## Requirement
Please output the lines shown below exactly as they appear.

>>>

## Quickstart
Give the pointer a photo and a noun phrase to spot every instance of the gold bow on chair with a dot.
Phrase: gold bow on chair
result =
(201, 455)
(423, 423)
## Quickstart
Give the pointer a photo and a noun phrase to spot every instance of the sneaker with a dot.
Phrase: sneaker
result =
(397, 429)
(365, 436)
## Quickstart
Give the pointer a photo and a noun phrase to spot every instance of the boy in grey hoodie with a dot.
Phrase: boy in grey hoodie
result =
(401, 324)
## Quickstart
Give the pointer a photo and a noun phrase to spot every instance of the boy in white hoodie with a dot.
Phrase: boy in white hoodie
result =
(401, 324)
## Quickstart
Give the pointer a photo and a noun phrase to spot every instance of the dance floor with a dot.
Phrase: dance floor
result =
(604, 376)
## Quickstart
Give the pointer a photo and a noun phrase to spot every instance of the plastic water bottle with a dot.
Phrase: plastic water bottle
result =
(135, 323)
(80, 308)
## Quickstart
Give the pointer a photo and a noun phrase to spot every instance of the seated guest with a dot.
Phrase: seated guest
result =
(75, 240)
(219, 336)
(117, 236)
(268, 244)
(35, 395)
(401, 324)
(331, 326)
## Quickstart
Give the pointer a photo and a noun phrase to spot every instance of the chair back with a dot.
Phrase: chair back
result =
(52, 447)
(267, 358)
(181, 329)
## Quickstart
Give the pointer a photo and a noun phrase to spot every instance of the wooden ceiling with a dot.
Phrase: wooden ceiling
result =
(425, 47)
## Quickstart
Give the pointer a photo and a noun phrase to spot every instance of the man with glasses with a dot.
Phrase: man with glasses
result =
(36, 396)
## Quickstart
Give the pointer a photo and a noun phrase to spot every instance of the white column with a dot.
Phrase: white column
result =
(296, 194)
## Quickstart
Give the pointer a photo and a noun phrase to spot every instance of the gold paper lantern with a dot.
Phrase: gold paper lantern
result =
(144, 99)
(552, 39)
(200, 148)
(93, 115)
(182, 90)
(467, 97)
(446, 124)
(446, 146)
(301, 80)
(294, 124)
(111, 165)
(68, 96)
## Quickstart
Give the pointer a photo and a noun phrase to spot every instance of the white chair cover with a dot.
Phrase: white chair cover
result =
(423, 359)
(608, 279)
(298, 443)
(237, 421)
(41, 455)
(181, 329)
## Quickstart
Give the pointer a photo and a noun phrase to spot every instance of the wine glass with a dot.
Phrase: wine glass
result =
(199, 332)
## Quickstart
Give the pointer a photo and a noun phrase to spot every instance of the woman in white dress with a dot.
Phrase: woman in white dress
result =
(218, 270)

<<<

## Full answer
## Quickstart
Give the pointer a photo and a noun phrase to spot every instance of the gold bow on chair with a dot.
Phrase: gold bow on chair
result =
(201, 455)
(423, 423)
## Quickstart
Give the pointer a photo and a noun phrase to spot every instance of the sneaker with a dot.
Phrase: sneaker
result =
(397, 429)
(365, 436)
## Quickstart
Give the pointer a photo and a noun phrase to spot every instance of the boy in grey hoodie with a dot.
Phrase: boy in grey hoodie
result =
(401, 324)
## Quickstart
Give the pointer a photo and a noun phrase to spot every instance of the boy in white hoodie with a dot.
Phrase: boy in white hoodie
result =
(401, 324)
## Quickstart
Give the pointer a photo and a noun phrase to spot every instance of the dance floor with a dot.
Phrase: dance floor
result =
(604, 376)
## Quickstart
Give the pointer a photo and a noun phrase to spot every instance of the plastic water bottle with a dot.
Phrase: plastic water bottle
result =
(135, 323)
(80, 308)
## Quickstart
Give the pointer a photo and a noun phrase to spot every instance of the seated guest with a dot.
Phrase: seated guest
result =
(75, 240)
(219, 336)
(117, 236)
(268, 244)
(35, 395)
(401, 324)
(331, 326)
## Quickstart
Give the pointer a photo and a noun phrase to spot every instance of the chair back with a dot.
Phrase: chair back
result =
(52, 447)
(267, 358)
(181, 329)
## Quickstart
Give the pointer a photo and a noun phrase to spot every instance of the wooden ceiling with a dot.
Phrase: wooden ceiling
result =
(425, 47)
## Quickstart
Give the pointer a photo and a noun phrase to spot every instance of the man with glasses with a dot.
Phrase: man with glasses
result =
(36, 396)
## Quickstart
Give the pointer a photo and a noun phrase to spot every instance of the white column with a dot.
Phrase: white column
result =
(296, 194)
## Quickstart
Give the pointer a photo and a noun phrase to spot every instance of the gold paper lantern with a dot.
Phrase: gold paper lantern
result =
(144, 99)
(552, 39)
(200, 148)
(93, 115)
(182, 90)
(467, 97)
(446, 124)
(446, 146)
(301, 80)
(294, 124)
(111, 165)
(68, 96)
## Quickstart
Give the pointer a photo and a noun phrase to spot every instance of the white chair cover with a dot.
Phrase: white chair cover
result =
(423, 359)
(608, 279)
(298, 443)
(237, 421)
(41, 455)
(181, 329)
## Quickstart
Give the pointer a photo and a noun phrase to spot every instance of the wine glass with a dot.
Phrase: wine glass
result =
(199, 332)
## Quickstart
Give the pointer a photo and a noun phrase to spot every instance of the woman in white dress with a dot.
Phrase: woman in white dress
result =
(218, 270)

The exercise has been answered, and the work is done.